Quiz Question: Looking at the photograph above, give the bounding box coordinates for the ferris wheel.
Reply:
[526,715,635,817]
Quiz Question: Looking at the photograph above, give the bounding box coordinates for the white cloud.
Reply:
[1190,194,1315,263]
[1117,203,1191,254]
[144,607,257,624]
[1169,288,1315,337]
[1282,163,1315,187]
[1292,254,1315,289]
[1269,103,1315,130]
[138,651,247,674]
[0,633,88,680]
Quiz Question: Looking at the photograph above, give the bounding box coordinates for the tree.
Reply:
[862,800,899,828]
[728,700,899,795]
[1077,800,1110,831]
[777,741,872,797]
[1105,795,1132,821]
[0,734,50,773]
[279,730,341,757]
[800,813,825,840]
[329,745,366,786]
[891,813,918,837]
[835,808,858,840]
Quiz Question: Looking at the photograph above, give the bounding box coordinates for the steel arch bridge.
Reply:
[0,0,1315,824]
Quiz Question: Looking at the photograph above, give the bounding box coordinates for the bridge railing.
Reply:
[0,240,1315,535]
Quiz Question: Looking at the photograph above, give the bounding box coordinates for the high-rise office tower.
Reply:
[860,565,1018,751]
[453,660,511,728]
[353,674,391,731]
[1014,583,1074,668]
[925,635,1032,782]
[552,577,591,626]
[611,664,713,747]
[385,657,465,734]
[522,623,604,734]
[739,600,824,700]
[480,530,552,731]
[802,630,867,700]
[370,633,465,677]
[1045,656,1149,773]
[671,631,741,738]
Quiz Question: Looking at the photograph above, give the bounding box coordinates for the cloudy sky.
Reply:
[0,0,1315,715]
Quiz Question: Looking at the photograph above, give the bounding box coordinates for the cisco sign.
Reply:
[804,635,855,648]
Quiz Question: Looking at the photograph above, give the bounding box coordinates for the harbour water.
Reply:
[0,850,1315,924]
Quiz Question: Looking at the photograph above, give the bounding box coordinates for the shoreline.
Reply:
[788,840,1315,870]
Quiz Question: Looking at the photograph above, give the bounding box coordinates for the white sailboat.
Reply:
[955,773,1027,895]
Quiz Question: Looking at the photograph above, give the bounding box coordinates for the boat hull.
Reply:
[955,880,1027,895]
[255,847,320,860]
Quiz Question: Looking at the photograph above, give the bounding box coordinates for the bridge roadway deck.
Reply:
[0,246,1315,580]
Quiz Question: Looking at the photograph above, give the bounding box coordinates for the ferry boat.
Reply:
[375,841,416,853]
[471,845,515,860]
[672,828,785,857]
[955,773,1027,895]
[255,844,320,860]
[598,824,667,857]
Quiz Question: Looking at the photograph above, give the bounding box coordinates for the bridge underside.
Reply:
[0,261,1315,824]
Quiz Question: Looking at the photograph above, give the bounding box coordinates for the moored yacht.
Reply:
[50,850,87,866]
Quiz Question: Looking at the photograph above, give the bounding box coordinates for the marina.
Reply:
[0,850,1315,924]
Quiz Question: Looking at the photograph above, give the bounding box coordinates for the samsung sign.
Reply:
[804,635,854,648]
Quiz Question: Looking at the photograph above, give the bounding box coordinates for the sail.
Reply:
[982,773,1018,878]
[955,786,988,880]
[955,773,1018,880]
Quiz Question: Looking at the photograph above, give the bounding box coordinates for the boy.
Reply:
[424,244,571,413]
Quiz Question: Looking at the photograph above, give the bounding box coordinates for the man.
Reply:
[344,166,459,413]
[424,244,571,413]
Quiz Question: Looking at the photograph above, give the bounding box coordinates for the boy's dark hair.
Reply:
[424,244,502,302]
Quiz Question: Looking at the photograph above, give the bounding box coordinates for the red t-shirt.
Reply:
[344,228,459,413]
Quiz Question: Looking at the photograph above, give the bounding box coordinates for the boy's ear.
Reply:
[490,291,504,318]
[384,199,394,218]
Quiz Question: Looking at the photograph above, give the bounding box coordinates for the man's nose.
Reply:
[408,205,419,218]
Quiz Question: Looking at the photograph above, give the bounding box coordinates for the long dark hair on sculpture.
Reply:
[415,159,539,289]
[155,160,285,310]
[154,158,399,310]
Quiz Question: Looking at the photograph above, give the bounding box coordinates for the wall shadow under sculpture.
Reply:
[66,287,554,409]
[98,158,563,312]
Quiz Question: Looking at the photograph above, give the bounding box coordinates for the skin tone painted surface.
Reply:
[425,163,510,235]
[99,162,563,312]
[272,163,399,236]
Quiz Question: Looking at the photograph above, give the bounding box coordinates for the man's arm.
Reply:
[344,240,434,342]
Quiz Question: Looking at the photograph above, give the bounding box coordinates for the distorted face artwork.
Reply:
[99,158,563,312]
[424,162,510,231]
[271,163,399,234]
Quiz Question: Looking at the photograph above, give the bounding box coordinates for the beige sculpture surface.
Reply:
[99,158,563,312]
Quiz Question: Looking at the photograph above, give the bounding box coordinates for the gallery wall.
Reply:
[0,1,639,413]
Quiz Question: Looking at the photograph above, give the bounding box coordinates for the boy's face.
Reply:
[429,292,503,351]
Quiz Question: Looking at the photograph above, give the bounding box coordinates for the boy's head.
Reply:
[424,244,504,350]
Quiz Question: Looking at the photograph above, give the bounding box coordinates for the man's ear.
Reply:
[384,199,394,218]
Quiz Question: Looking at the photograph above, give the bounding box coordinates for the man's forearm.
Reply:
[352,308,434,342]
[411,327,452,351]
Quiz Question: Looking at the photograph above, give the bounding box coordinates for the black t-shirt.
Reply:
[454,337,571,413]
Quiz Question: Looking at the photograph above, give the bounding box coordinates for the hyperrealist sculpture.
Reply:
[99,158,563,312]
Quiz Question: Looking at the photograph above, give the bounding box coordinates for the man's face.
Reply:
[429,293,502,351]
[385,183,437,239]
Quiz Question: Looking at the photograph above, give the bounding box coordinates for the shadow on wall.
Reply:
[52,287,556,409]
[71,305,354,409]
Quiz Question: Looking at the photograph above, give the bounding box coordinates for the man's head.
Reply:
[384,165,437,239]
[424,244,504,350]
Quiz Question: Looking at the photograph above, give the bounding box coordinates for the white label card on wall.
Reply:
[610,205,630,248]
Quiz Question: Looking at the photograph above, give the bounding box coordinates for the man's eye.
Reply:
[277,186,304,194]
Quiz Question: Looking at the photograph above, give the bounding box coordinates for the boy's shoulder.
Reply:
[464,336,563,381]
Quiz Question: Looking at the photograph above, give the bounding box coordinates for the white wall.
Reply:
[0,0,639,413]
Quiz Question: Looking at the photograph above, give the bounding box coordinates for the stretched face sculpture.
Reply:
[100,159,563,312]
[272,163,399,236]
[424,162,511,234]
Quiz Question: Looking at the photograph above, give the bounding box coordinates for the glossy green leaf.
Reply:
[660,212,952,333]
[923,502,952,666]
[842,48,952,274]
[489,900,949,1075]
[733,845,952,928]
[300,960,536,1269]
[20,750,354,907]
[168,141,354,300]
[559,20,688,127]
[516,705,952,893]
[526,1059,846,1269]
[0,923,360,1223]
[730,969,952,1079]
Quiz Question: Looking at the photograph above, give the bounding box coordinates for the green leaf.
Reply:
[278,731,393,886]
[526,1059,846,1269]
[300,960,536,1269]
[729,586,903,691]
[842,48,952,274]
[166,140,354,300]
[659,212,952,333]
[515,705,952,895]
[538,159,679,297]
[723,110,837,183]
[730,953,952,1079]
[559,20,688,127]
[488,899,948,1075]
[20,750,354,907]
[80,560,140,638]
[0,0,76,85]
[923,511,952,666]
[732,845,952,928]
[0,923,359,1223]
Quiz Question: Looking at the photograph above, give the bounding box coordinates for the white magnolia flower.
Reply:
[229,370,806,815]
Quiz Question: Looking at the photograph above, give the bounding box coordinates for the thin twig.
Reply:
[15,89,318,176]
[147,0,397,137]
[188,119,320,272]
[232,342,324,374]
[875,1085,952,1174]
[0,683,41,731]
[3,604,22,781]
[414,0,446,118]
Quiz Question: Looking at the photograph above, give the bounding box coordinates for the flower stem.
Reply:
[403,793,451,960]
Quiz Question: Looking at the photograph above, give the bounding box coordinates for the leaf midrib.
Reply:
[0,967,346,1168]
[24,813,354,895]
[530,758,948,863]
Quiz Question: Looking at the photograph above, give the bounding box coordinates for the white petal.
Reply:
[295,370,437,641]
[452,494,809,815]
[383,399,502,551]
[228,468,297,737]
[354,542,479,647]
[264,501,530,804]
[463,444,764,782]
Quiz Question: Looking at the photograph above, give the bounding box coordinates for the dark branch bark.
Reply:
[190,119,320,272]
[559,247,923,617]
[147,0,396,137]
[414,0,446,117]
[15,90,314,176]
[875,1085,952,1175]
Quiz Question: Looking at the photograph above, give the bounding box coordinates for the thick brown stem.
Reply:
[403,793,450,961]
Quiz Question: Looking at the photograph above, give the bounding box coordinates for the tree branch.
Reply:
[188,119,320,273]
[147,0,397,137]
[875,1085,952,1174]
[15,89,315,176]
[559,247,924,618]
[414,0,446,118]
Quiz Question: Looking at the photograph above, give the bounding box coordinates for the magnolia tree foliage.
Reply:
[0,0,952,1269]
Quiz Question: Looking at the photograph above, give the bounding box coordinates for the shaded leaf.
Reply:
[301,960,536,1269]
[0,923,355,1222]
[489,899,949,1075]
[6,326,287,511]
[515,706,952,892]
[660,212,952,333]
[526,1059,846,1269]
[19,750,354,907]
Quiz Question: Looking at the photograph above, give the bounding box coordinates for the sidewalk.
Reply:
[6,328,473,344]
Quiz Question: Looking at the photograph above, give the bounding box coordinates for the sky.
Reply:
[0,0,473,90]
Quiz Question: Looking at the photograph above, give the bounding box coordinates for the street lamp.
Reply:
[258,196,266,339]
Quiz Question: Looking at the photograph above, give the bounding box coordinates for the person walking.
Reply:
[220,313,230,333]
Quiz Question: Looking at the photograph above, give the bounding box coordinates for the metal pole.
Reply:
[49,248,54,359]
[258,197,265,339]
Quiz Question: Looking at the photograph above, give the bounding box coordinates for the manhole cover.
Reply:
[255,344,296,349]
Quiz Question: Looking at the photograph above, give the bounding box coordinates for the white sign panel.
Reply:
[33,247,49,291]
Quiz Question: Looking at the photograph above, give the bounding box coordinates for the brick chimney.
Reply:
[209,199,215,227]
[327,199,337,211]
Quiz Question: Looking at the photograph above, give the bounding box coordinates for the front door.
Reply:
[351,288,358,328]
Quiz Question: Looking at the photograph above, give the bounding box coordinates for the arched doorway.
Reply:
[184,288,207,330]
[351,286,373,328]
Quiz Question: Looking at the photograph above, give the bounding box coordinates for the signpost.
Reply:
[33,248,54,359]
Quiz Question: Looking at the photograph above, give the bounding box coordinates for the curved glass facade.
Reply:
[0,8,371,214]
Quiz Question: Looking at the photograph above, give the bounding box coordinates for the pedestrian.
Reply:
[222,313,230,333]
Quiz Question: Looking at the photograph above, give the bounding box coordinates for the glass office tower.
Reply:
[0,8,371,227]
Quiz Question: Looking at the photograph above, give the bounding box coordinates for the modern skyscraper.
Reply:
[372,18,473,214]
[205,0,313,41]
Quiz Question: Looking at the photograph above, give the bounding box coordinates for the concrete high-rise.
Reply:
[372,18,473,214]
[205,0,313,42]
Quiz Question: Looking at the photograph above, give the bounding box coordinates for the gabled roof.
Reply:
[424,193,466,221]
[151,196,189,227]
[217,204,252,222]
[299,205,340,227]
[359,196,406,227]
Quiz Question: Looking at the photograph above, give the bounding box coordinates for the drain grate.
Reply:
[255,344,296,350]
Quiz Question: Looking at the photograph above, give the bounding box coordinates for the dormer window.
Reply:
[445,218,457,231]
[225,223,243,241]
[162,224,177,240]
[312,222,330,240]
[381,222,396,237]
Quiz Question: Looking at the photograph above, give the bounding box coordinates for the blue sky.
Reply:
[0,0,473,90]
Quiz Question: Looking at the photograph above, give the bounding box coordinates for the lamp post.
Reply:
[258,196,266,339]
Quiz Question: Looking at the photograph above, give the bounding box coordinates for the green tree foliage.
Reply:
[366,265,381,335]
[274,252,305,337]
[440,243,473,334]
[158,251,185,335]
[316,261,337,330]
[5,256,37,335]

⁂

Reproduce the records above exactly, starting with the line that contains "the arched doorway." and ending with the last line.

_OUTPUT_
Quiz Question: Looking at the photograph above, give the bounding box coordinates for the arched doorway.
Reply:
[184,288,207,330]
[351,286,373,328]
Quiz Question: Looking at the photograph above, give the bounding box coordinates for the signpost.
Reply:
[33,248,54,359]
Quiz Question: Looking at the photograph above, give the bounding box coordinates for the curved glass facade.
Reply:
[0,8,371,214]
Quiz Question: Looking at the photograph above, give the bounding box coordinates for the pedestrian.
Reply:
[222,313,230,333]
Quiz Question: Looking at the photograph above, give the bounding box coordinates for the glass office tower.
Reply:
[0,8,371,227]
Quiz Question: Looking at the photograph above, give the bounding box coordinates for the modern skyscraper.
Reply:
[372,18,473,214]
[205,0,313,41]
Quiz Question: Looking at the photograph above, give the bounding box coordinates for the concrete high-rise.
Reply:
[372,18,473,214]
[205,0,313,42]
Quiz Question: Looking at the photograph above, give the bounding box coordinates for the gabled roof.
Reply:
[424,193,466,221]
[151,196,189,227]
[217,204,252,222]
[299,205,340,227]
[359,196,406,227]
Quiz Question: Looking at the photograph above, give the bounding box coordinates for the drain grate.
Reply:
[255,344,296,350]
Quiz Question: Looking at the photograph above, give the bounding box coordinates for the dormer window.
Reply:
[445,218,457,231]
[225,223,243,241]
[162,224,177,240]
[312,222,330,240]
[381,222,396,237]
Quiz Question: Looking at the photograph above, give the bounding box coordinates for the blue sky.
Reply:
[0,0,473,90]
Quiz Question: Looking at the photograph above, give the bounding box coordinates for the lamp post.
Reply:
[258,196,266,339]
Quiz Question: Looking at the photograph above, give the bounding box coordinates for the green tree foliage.
Reply:
[366,265,381,335]
[274,252,305,337]
[440,243,473,334]
[158,251,185,335]
[316,261,337,330]
[5,256,37,335]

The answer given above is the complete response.